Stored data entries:
==================================================

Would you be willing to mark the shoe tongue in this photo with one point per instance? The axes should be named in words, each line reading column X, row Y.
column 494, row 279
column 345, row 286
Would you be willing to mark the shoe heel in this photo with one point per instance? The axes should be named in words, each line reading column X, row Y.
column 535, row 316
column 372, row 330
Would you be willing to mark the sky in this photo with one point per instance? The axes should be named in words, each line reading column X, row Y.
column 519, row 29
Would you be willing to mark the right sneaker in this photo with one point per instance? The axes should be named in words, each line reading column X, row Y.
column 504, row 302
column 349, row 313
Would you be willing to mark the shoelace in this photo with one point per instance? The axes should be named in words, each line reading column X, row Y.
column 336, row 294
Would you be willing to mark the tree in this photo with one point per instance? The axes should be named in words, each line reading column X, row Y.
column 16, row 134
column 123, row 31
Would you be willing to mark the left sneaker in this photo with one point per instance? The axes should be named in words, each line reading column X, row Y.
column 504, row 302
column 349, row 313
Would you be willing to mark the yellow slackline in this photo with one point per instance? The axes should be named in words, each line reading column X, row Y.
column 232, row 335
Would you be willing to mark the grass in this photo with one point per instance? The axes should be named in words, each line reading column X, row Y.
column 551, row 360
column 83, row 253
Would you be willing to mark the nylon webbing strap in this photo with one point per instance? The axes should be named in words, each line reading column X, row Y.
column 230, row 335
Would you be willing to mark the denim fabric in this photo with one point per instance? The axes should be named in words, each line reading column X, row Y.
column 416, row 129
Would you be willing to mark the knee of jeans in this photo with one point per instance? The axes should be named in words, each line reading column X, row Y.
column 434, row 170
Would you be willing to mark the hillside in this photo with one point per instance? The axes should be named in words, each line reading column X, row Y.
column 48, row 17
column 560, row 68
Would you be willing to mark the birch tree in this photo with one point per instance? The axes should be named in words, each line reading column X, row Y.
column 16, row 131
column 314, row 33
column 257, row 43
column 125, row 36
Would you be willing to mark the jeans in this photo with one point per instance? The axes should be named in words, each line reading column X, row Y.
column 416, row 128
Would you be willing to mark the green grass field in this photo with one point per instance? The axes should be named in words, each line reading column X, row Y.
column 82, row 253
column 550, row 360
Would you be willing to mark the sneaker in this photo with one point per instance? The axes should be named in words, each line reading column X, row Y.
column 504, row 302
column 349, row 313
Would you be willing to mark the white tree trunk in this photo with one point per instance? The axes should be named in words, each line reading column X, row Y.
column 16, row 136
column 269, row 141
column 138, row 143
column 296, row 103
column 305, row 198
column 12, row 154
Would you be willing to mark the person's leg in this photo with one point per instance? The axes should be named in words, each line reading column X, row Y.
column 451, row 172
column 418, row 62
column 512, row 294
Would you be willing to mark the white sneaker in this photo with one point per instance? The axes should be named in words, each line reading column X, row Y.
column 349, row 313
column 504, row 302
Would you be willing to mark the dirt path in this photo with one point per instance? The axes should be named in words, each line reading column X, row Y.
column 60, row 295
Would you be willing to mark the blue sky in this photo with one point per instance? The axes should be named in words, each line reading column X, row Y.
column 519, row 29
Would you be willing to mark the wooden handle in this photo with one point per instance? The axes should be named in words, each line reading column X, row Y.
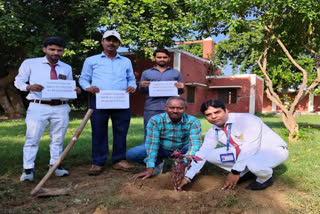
column 64, row 153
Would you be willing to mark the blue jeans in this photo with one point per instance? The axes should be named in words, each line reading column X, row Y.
column 138, row 153
column 99, row 124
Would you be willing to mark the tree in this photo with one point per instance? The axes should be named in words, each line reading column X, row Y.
column 24, row 25
column 278, row 38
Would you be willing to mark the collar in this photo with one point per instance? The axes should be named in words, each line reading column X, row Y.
column 229, row 120
column 45, row 61
column 155, row 68
column 103, row 55
column 168, row 120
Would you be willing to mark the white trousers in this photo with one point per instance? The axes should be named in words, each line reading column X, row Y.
column 38, row 115
column 260, row 164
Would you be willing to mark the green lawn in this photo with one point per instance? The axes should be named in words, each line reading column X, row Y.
column 301, row 170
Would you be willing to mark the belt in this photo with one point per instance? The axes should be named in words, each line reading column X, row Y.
column 51, row 102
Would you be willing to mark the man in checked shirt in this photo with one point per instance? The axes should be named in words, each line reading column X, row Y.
column 167, row 132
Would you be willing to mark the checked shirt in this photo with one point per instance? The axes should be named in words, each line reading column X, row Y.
column 161, row 132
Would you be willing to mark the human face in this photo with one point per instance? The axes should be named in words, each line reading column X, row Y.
column 161, row 59
column 175, row 109
column 216, row 116
column 53, row 53
column 110, row 44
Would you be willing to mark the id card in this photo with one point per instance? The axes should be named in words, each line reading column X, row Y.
column 227, row 157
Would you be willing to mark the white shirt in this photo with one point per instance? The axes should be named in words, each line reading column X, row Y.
column 248, row 131
column 36, row 71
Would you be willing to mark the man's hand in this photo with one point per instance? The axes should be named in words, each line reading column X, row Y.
column 181, row 184
column 231, row 181
column 93, row 90
column 78, row 90
column 145, row 84
column 130, row 89
column 35, row 87
column 145, row 174
column 179, row 84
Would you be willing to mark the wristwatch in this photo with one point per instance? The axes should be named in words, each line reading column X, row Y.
column 235, row 172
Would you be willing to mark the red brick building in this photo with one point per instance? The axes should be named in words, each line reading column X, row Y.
column 241, row 93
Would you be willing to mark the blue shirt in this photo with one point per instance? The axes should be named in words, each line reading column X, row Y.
column 107, row 74
column 153, row 74
column 161, row 132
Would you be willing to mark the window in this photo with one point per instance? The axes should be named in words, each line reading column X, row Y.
column 228, row 95
column 191, row 94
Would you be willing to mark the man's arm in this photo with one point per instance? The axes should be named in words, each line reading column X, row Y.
column 23, row 77
column 194, row 137
column 144, row 83
column 180, row 84
column 251, row 129
column 86, row 75
column 130, row 76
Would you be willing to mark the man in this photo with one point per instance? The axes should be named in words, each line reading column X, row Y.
column 254, row 149
column 108, row 71
column 167, row 132
column 32, row 73
column 161, row 72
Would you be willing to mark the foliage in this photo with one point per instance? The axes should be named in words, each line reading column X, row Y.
column 274, row 38
column 196, row 49
column 145, row 24
column 24, row 25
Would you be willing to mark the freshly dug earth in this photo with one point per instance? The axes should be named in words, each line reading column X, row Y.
column 116, row 192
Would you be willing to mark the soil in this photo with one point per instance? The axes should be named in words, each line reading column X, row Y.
column 116, row 192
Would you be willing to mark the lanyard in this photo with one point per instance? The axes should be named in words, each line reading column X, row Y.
column 228, row 135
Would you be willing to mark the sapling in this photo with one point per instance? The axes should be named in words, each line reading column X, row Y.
column 182, row 164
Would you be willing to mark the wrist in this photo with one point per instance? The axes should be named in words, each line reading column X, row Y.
column 188, row 179
column 235, row 172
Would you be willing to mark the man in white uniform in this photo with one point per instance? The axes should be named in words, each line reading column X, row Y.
column 249, row 147
column 32, row 73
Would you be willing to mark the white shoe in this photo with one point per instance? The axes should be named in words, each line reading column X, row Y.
column 158, row 169
column 27, row 175
column 60, row 171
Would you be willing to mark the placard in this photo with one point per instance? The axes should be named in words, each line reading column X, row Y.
column 112, row 99
column 59, row 89
column 163, row 89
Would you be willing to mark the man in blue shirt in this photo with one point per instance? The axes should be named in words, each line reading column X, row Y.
column 160, row 72
column 108, row 71
column 167, row 132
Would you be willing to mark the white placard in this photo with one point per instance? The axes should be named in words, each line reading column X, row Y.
column 59, row 89
column 163, row 89
column 112, row 99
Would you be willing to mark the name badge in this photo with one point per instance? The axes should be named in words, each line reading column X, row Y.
column 227, row 157
column 62, row 77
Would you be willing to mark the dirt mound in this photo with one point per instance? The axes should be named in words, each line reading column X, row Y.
column 204, row 195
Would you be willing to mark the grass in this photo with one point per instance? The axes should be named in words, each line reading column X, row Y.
column 300, row 172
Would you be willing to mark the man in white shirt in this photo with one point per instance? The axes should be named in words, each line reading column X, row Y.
column 249, row 147
column 32, row 73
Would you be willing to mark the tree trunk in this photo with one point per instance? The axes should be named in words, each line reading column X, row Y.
column 290, row 123
column 11, row 102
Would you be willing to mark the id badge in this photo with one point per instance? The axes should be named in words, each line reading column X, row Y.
column 227, row 157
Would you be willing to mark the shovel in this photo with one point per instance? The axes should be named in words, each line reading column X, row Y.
column 45, row 192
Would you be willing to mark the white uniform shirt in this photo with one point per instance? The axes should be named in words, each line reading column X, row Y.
column 248, row 131
column 36, row 71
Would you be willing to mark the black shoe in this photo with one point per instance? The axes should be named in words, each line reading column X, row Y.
column 248, row 176
column 258, row 186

==================================================

**ABOUT THIS TASK:** Print exactly the lines from the one containing "Would you be willing to mark the white uniform" through the last line of the records above, both included.

**COMPLETED TASK:**
Would you be willing to mark the white uniform shirt in this photo with one point per instance? The axes should be named in words, each line reading column X, row Y.
column 248, row 131
column 36, row 71
Would you be willing to mark the black shoe in this photo with one point per instance? The axes should be named in words, each line reading column X, row Y.
column 248, row 176
column 258, row 186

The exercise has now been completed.